Point-based annotation lines:
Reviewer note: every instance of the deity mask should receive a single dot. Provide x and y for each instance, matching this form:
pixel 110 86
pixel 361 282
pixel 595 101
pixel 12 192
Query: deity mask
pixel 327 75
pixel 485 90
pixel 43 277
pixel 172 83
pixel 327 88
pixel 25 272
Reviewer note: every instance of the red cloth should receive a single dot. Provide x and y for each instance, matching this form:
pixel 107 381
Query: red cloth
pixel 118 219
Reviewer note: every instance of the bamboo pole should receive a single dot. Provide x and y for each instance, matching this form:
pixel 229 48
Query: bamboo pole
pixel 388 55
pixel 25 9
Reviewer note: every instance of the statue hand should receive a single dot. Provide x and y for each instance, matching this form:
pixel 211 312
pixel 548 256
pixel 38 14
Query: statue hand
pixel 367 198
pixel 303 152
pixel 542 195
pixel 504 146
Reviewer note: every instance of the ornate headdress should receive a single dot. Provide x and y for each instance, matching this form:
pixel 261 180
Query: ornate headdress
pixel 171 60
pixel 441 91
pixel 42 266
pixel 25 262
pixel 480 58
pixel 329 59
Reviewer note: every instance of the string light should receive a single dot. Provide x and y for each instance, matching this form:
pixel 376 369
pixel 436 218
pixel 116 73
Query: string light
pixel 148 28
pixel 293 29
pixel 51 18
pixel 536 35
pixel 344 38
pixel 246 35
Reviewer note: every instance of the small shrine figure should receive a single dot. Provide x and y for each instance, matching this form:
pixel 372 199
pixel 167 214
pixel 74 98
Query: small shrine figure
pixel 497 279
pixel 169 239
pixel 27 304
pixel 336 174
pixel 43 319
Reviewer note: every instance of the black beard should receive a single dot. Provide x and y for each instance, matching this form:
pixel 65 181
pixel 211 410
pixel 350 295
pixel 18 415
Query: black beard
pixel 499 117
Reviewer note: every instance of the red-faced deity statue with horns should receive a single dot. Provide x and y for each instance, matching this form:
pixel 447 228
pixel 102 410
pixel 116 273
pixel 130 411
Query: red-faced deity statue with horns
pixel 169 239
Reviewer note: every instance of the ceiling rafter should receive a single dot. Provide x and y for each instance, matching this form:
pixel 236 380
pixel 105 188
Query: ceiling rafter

◆ Set task
Switch "string light" to "paper lantern" in the lines starting at the one containing "Reviewer note: every instance of the string" and ending at the one containing "pixel 246 35". Return only those lines, with everything else unchanged.

◆ Output for this exercise
Reviewer note: every instance of the paper lantern should receive a single dot. Provide x and y for each instance, matching this form:
pixel 376 369
pixel 436 218
pixel 116 73
Query: paper lantern
pixel 148 28
pixel 293 29
pixel 51 18
pixel 536 35
pixel 344 38
pixel 246 35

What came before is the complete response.